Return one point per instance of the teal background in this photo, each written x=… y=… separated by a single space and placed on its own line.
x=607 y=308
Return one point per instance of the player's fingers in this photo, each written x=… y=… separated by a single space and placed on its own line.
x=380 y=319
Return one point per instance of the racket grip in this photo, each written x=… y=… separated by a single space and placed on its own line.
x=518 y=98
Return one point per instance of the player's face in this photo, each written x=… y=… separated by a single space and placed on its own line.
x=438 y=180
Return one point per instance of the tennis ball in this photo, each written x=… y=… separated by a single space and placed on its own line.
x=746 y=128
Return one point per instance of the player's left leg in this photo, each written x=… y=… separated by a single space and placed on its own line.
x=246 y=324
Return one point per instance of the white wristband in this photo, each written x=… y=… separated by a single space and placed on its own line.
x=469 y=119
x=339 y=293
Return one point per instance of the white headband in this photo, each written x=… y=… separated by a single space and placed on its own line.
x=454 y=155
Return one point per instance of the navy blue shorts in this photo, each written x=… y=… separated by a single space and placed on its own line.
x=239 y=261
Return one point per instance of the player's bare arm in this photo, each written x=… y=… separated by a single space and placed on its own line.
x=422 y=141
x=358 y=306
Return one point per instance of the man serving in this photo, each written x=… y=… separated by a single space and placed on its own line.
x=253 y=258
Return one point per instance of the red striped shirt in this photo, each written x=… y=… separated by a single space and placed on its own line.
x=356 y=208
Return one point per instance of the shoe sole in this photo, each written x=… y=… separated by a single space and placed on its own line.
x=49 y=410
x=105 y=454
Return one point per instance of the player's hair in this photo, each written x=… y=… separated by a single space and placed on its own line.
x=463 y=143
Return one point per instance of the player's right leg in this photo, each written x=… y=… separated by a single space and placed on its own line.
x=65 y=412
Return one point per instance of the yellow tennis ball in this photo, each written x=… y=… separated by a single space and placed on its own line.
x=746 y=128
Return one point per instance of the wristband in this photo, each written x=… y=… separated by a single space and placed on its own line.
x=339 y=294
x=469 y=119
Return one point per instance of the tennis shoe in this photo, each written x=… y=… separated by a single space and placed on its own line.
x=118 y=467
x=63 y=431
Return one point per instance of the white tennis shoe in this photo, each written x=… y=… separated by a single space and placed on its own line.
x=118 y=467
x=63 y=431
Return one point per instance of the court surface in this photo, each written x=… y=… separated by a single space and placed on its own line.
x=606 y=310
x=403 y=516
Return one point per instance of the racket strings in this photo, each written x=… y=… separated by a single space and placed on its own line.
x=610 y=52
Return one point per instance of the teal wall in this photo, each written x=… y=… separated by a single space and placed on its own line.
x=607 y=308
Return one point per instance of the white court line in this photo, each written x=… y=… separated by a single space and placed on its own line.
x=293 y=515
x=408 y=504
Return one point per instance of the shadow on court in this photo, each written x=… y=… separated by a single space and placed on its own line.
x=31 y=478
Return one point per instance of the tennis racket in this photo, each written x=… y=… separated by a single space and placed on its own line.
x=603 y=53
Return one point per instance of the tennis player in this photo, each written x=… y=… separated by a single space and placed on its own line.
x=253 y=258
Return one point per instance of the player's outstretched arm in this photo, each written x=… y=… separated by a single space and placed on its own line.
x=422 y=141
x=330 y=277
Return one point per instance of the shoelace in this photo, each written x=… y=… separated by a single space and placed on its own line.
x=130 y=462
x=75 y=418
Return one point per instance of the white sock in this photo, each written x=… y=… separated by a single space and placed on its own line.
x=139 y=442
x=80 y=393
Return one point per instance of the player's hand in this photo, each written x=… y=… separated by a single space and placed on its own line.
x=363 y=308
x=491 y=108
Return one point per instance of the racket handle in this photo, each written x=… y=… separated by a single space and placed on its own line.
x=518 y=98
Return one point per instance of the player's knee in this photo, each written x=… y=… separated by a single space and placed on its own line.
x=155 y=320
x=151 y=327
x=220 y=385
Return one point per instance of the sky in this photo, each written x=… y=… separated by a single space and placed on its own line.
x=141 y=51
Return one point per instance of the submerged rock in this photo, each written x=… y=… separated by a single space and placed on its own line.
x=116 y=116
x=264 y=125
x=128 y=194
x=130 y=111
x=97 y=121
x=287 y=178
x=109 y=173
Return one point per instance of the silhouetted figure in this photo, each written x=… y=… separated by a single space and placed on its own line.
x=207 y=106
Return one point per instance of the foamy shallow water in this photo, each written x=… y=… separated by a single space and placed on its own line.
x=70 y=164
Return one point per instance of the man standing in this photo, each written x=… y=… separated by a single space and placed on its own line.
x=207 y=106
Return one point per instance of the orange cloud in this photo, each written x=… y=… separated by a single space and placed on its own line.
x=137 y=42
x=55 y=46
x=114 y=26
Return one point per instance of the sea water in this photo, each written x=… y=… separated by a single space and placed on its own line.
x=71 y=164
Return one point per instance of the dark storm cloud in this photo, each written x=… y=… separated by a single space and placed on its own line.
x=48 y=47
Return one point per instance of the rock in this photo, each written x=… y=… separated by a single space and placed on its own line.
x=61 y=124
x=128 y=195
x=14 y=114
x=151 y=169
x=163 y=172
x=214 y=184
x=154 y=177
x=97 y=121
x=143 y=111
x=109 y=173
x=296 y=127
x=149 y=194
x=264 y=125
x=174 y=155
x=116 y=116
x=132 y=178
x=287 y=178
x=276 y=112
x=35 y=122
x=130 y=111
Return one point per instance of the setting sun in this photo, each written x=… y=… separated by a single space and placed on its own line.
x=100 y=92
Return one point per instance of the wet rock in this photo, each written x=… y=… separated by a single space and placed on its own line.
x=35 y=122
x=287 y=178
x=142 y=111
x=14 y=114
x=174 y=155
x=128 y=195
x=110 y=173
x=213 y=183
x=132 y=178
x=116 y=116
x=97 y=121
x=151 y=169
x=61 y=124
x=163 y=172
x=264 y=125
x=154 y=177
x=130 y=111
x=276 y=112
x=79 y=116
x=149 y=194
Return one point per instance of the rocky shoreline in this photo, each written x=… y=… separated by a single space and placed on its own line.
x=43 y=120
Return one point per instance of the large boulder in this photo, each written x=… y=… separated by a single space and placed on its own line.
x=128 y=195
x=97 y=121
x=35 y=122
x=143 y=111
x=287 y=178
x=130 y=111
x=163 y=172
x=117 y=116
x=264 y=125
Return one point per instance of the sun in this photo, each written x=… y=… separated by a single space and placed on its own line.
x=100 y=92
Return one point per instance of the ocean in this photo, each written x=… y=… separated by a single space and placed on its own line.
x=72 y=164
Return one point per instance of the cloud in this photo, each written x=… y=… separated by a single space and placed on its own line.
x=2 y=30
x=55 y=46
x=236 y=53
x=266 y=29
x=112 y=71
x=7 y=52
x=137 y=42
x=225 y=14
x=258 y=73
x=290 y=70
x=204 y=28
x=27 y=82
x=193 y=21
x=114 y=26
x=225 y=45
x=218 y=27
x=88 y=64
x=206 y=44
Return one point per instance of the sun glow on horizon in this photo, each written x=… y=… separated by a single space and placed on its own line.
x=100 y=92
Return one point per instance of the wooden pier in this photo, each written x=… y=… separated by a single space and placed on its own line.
■ ■ ■
GIVEN EXERCISE
Turn all of the entries above into a Markdown table with the columns Row and Line, one numbered row for each line and no rows for blank lines.

EXERCISE RESULT
| Row | Line |
|---|---|
| 1 | Return one point per instance of the teal background in this photo, each written x=… y=… separated by a single space and placed on its own line. |
| 2 | x=607 y=308 |
| 3 | Return one point per instance of the player's fingers in this photo, each written x=… y=… separated by a single space and placed on its own line. |
| 4 | x=380 y=319 |
| 5 | Return one point per instance of the racket grip in this photo, each written x=… y=… separated by a single space and placed on its own line. |
| 6 | x=518 y=98 |
| 7 | Return one point per instance of the player's face in this photo, each written x=… y=… separated by a single space and placed on its own line. |
| 8 | x=438 y=180 |
| 9 | Return one point per instance of the tennis ball in this photo, each written x=… y=… separated by a single space and placed on its own line. |
| 10 | x=746 y=128 |
| 11 | Return one point per instance of the player's left leg in this photo, each written x=… y=… separated by a single space and placed on its own line. |
| 12 | x=246 y=324 |
| 13 | Return one point per instance of the white wristband in this photo, each written x=… y=… separated by a single space and placed on its own line. |
| 14 | x=469 y=119 |
| 15 | x=339 y=293 |
| 16 | Return one point per instance of the white headband in this photo, each written x=… y=… separated by a single space and placed on its own line. |
| 17 | x=454 y=155 |
| 18 | Return one point per instance of the navy blue shorts in this photo, each written x=… y=… separated by a single space and placed on its own line. |
| 19 | x=239 y=261 |
| 20 | Return one point per instance of the player's bare arm in this photo, each written x=… y=… separated by a single space and placed on its own line. |
| 21 | x=422 y=141 |
| 22 | x=358 y=306 |
| 23 | Return one point per instance of the man serving in this photo, each written x=… y=… separated by a single space and placed on its own line. |
| 24 | x=253 y=258 |
| 25 | Return one point per instance of the red striped shirt in this photo, each written x=… y=… separated by a single space and placed on its own line. |
| 26 | x=356 y=208 |
| 27 | Return one point per instance of the shoe sole in this photo, each written x=… y=… separated by a single space and placed on its own line. |
| 28 | x=49 y=410 |
| 29 | x=105 y=454 |
| 30 | Return one point per instance of the player's hair in this photo, each written x=… y=… separated by a single space and placed on its own line. |
| 31 | x=463 y=143 |
| 32 | Return one point per instance of the player's right leg in this photo, each written x=… y=… separated by a single space and placed on its own line. |
| 33 | x=65 y=412 |
| 34 | Return one point per instance of the yellow tennis ball in this photo, each written x=… y=… separated by a single space and placed on its own line. |
| 35 | x=746 y=128 |
| 36 | Return one point per instance of the wristband in this photo, each written x=… y=… separated by a single space and placed on its own line. |
| 37 | x=339 y=294 |
| 38 | x=469 y=119 |
| 39 | Return one point per instance of the tennis shoe in this photo, each written x=… y=… separated by a single space and placed on its own line. |
| 40 | x=118 y=467 |
| 41 | x=63 y=431 |
| 42 | Return one point per instance of the white tennis shoe in this photo, each written x=… y=… separated by a single space and placed on its own line. |
| 43 | x=118 y=467 |
| 44 | x=63 y=431 |
| 45 | Return one point per instance of the court surface in this photo, each written x=… y=… separated by a single space and placed on its own line. |
| 46 | x=606 y=310 |
| 47 | x=403 y=516 |
| 48 | Return one point per instance of the racket strings in this photo, each written x=… y=… separated by a single space and placed on its own line. |
| 49 | x=610 y=52 |
| 50 | Return one point per instance of the teal wall in this photo, each written x=… y=… separated by a single space and placed on its own line. |
| 51 | x=607 y=308 |
| 52 | Return one point per instance of the white court line in this photo, each written x=… y=… separated by a single space and placed on its own line. |
| 53 | x=293 y=515 |
| 54 | x=408 y=504 |
| 55 | Return one point per instance of the shadow on court in this photo, each written x=… y=… separated by a single space and placed on its own line. |
| 56 | x=31 y=478 |
| 57 | Return one point per instance of the tennis racket in this photo, each written x=… y=… separated by a single space and placed on its own line. |
| 58 | x=603 y=53 |
| 59 | Return one point per instance of the tennis player in this photo, each written x=… y=… separated by a single space and placed on its own line. |
| 60 | x=253 y=258 |
| 61 | Return one point per instance of the player's outstretched arm in this photo, each written x=… y=… separated by a single space and placed on its own line. |
| 62 | x=422 y=141 |
| 63 | x=330 y=277 |
| 64 | Return one point per instance of the shoelace in this photo, each written x=… y=… separated by a single space and placed on its own line. |
| 65 | x=130 y=462 |
| 66 | x=75 y=418 |
| 67 | Return one point per instance of the white sock in this photo, each written x=… y=… separated by a single space and placed on its own line. |
| 68 | x=139 y=442 |
| 69 | x=80 y=393 |
| 70 | Return one point per instance of the player's hand in this photo, each written x=… y=… separated by a single space and placed on its own line. |
| 71 | x=363 y=308 |
| 72 | x=491 y=108 |
| 73 | Return one point per instance of the racket handle in this photo, each written x=… y=… separated by a single space and placed on its own line. |
| 74 | x=518 y=98 |
| 75 | Return one point per instance of the player's knee in this photo, each written x=… y=… separated by a single space and placed on its own line. |
| 76 | x=155 y=320 |
| 77 | x=151 y=327 |
| 78 | x=220 y=385 |
| 79 | Return one point per instance of the sky in this photo, each written x=… y=… separated by a single space and placed on its own line. |
| 80 | x=141 y=51 |
| 81 | Return one point per instance of the submerged rock in this photo, each written x=… y=… separated by a single space and placed on its own line. |
| 82 | x=116 y=116 |
| 83 | x=264 y=125 |
| 84 | x=128 y=194 |
| 85 | x=130 y=111 |
| 86 | x=97 y=121 |
| 87 | x=287 y=178 |
| 88 | x=109 y=173 |
| 89 | Return one point per instance of the silhouetted figure in this photo, each written x=… y=… separated by a single space and placed on its own line. |
| 90 | x=207 y=106 |
| 91 | Return one point per instance of the foamy shallow water in this photo, each written x=… y=… separated by a single space and placed on its own line. |
| 92 | x=70 y=164 |
| 93 | Return one point per instance of the man standing in this photo, each written x=… y=… separated by a single space and placed on its own line. |
| 94 | x=207 y=106 |
| 95 | Return one point per instance of the orange cloud in this photo, each written x=… y=… separated by a single space and placed on its own line. |
| 96 | x=137 y=42 |
| 97 | x=55 y=46 |
| 98 | x=114 y=26 |
| 99 | Return one point per instance of the sea water in this photo, each written x=… y=… separated by a single space and placed on its own line. |
| 100 | x=71 y=164 |
| 101 | Return one point per instance of the dark storm cloud in this photo, each written x=… y=… separated by a single space and placed on its own line. |
| 102 | x=48 y=47 |
| 103 | Return one point per instance of the rock in this photo, each written x=… y=… separated by a single space and placed on its own line. |
| 104 | x=61 y=124 |
| 105 | x=128 y=195 |
| 106 | x=14 y=114 |
| 107 | x=151 y=169 |
| 108 | x=163 y=172 |
| 109 | x=214 y=184 |
| 110 | x=154 y=177 |
| 111 | x=97 y=121 |
| 112 | x=143 y=111 |
| 113 | x=109 y=173 |
| 114 | x=296 y=127 |
| 115 | x=149 y=194 |
| 116 | x=264 y=125 |
| 117 | x=174 y=155 |
| 118 | x=116 y=116 |
| 119 | x=132 y=178 |
| 120 | x=287 y=178 |
| 121 | x=276 y=112 |
| 122 | x=35 y=122 |
| 123 | x=130 y=111 |
| 124 | Return one point per instance of the setting sun in this photo, each written x=… y=… separated by a single space and placed on its own line. |
| 125 | x=100 y=92 |
| 126 | Return one point per instance of the wet rock in this photo, each written x=… y=… separated by a single space and placed on its own line. |
| 127 | x=35 y=122 |
| 128 | x=287 y=178 |
| 129 | x=142 y=111 |
| 130 | x=14 y=114 |
| 131 | x=174 y=155 |
| 132 | x=128 y=195 |
| 133 | x=110 y=173 |
| 134 | x=213 y=183 |
| 135 | x=132 y=178 |
| 136 | x=116 y=116 |
| 137 | x=97 y=121 |
| 138 | x=151 y=169 |
| 139 | x=61 y=124 |
| 140 | x=163 y=172 |
| 141 | x=264 y=125 |
| 142 | x=154 y=177 |
| 143 | x=130 y=111 |
| 144 | x=276 y=112 |
| 145 | x=79 y=116 |
| 146 | x=149 y=194 |
| 147 | Return one point per instance of the rocky shoreline in this photo, each written x=… y=… separated by a single space and placed on its own line. |
| 148 | x=43 y=120 |
| 149 | Return one point per instance of the large boulder in this photo, each written x=… y=… separated by a single space and placed on its own line. |
| 150 | x=128 y=195 |
| 151 | x=97 y=121 |
| 152 | x=35 y=122 |
| 153 | x=143 y=111 |
| 154 | x=287 y=178 |
| 155 | x=130 y=111 |
| 156 | x=163 y=172 |
| 157 | x=117 y=116 |
| 158 | x=264 y=125 |
| 159 | Return one point per instance of the sun in this photo, each written x=… y=… separated by a single space and placed on its own line. |
| 160 | x=100 y=92 |
| 161 | Return one point per instance of the ocean in this photo, each written x=… y=… separated by a single space and placed on its own line. |
| 162 | x=72 y=164 |
| 163 | Return one point per instance of the cloud in this photo, each written x=… y=… separated by a single space and placed on its own line. |
| 164 | x=2 y=30 |
| 165 | x=55 y=46 |
| 166 | x=236 y=53 |
| 167 | x=266 y=29 |
| 168 | x=112 y=71 |
| 169 | x=7 y=52 |
| 170 | x=137 y=42 |
| 171 | x=225 y=14 |
| 172 | x=258 y=73 |
| 173 | x=290 y=70 |
| 174 | x=204 y=28 |
| 175 | x=27 y=82 |
| 176 | x=193 y=21 |
| 177 | x=114 y=26 |
| 178 | x=225 y=45 |
| 179 | x=218 y=27 |
| 180 | x=88 y=64 |
| 181 | x=206 y=44 |
| 182 | Return one point per instance of the sun glow on horizon in this photo, each written x=… y=… separated by a single space and placed on its own line. |
| 183 | x=100 y=92 |
| 184 | Return one point per instance of the wooden pier in this photo, each written x=… y=… separated by a single space and placed on its own line. |